## INSTRUCTION:
Set out the lines below as a Markdown table with the columns Row and Text, giving each non-blank line its own numbered row and skipping blank lines. Leave any pictures out of the table.

(begin)

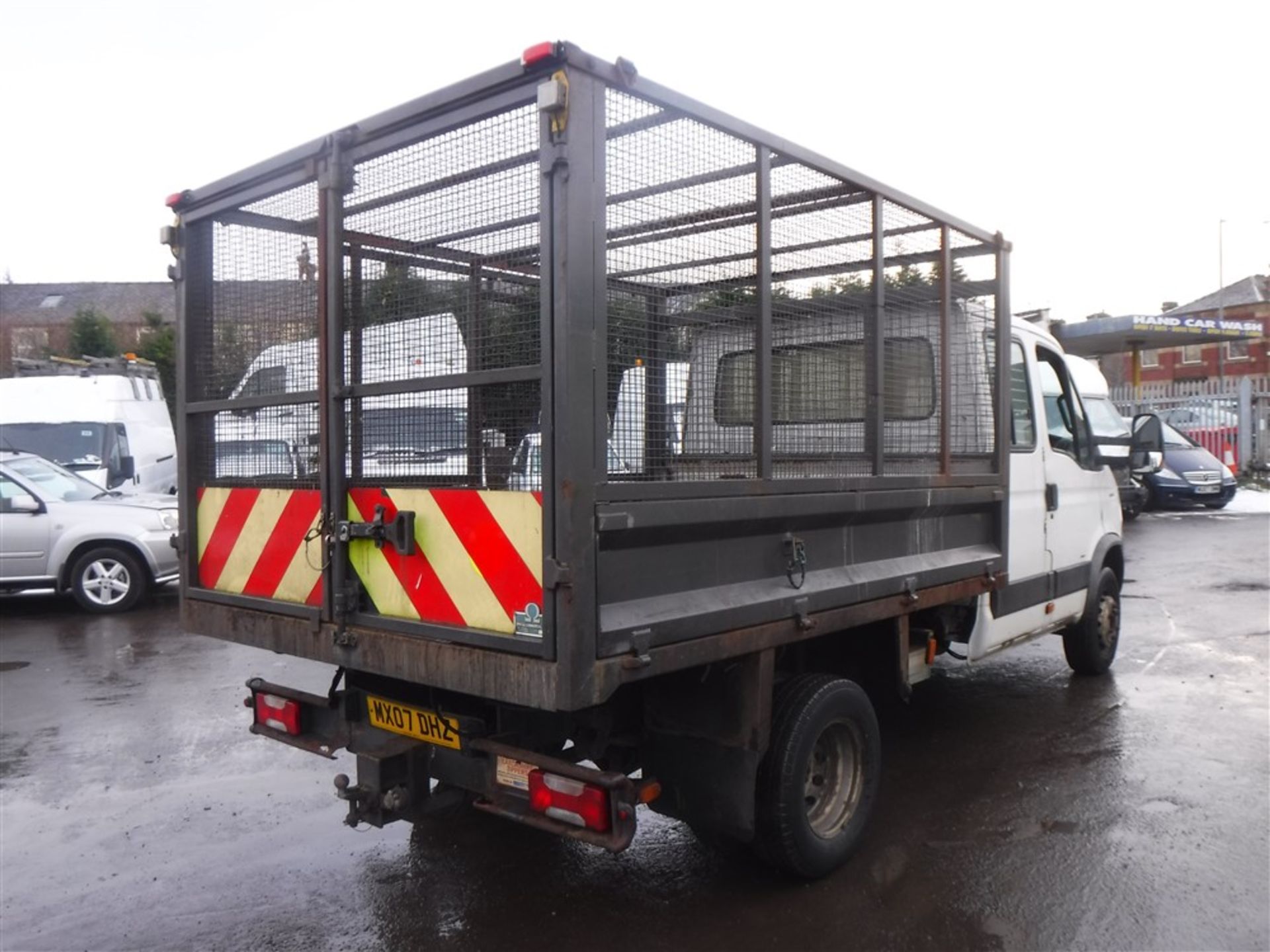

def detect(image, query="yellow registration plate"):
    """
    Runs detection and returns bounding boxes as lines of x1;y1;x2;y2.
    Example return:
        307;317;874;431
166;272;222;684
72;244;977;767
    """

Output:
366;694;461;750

(end)

## TASK OUTPUT:
| Row | Text |
|---|---|
| 1 | def detect(image, query="yellow registration plate"): |
| 2 |     """ |
| 3 |     Runs detection and returns bounding boxes as lines of x1;y1;x2;y2. |
| 4 |     Example return: |
| 5 |         307;317;874;431 |
| 6 | 166;272;222;684 |
| 7 | 72;244;977;767 |
| 8 |     """ |
| 9 | Output: |
| 10 | 366;694;461;750 |